* **Page**:
Junior year in college I met a guy who ended up being one of my most longstanding friends. He still is. The year was 1991. I had just returned from a year in Paris taking a year off from school. He’d returned from serving as a marine in the first Gulf War. At Columbia, time off meant losing your guaranteed housing. So we lived relatively far from campus. But it meant we spent a lot of time meeting each other and our other suite mates. Actually, years later we started a company together serving educators. We had a pilot gone with 19 New York City public schools enabling teachers and educators to share materials. It was a sort of Wikipedia for educators. It looked promising but it was hard to get the technology working. So in the end he had an opportunity to apply the same technology in finance so he let the project go. It just wasn’t getting started. Actually, years after that he found out that database technology had to evolve a bit before it would’ve worked for us which happened but not on the timescale that we needed it.
Also, for those who know my famous no-packaging vegetable stews of which I’m so proud I think I inspired him because he came over with his wife and I made a vegetable stew for them and he took those stews in new directions. Last time I visited him in Brooklyn he made these African stews with [unintelligible] and other things that I never heard of. So he was teaching me back. He also talked about how he used possibly the most fuel-efficient transportation for getting on New York which was an electric skateboard. He didn’t grow up skateboarding so nearly 50 years old with two kids he learned to skateboard probably to pollute less. So his indoor environmental things are though not quite on the scale that I am.

* **Supplied entries**:

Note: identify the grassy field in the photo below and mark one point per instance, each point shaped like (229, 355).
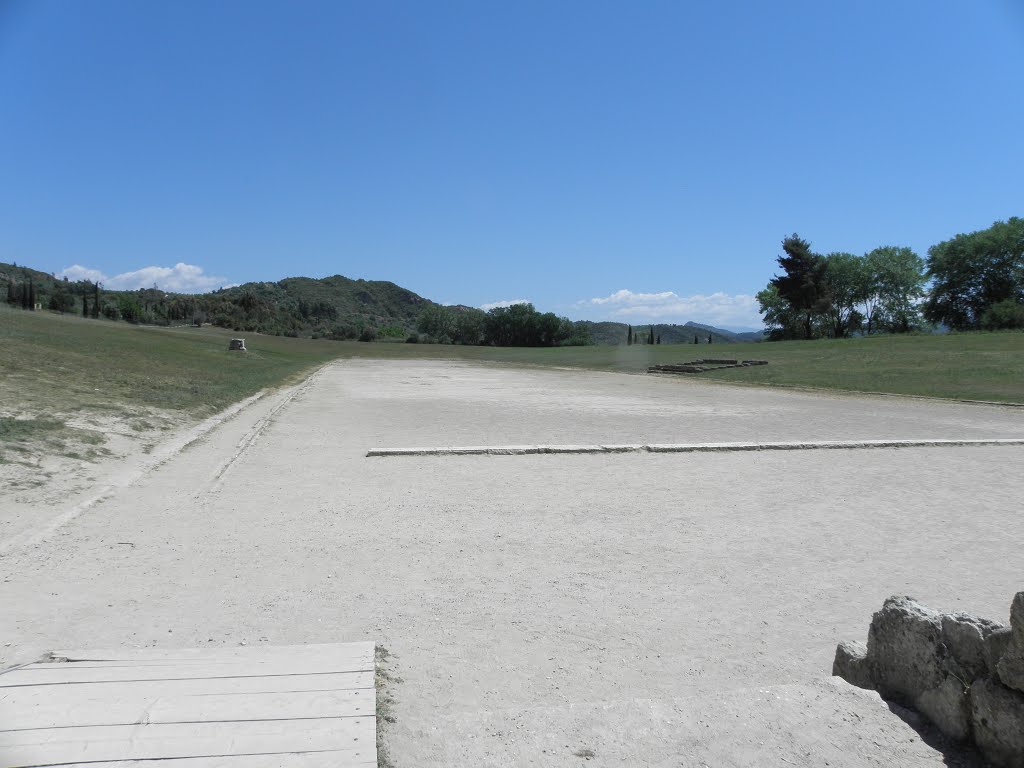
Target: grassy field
(67, 363)
(977, 366)
(53, 363)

* **Stated goal 1**: In the text about the longtime college friend, how many New York City public schools took part in the pilot?
* **Stated goal 2**: Revise the passage of the text about the longtime college friend starting at "Also, for those" and ending at "scale that I am.", replacing "Brooklyn" with "Queens".

* **Full answer 1**: 19

* **Full answer 2**:
Also, for those who know my famous no-packaging vegetable stews of which I’m so proud I think I inspired him because he came over with his wife and I made a vegetable stew for them and he took those stews in new directions. Last time I visited him in Queens he made these African stews with [unintelligible] and other things that I never heard of. So he was teaching me back. He also talked about how he used possibly the most fuel-efficient transportation for getting on New York which was an electric skateboard. He didn’t grow up skateboarding so nearly 50 years old with two kids he learned to skateboard probably to pollute less. So his indoor environmental things are though not quite on the scale that I am.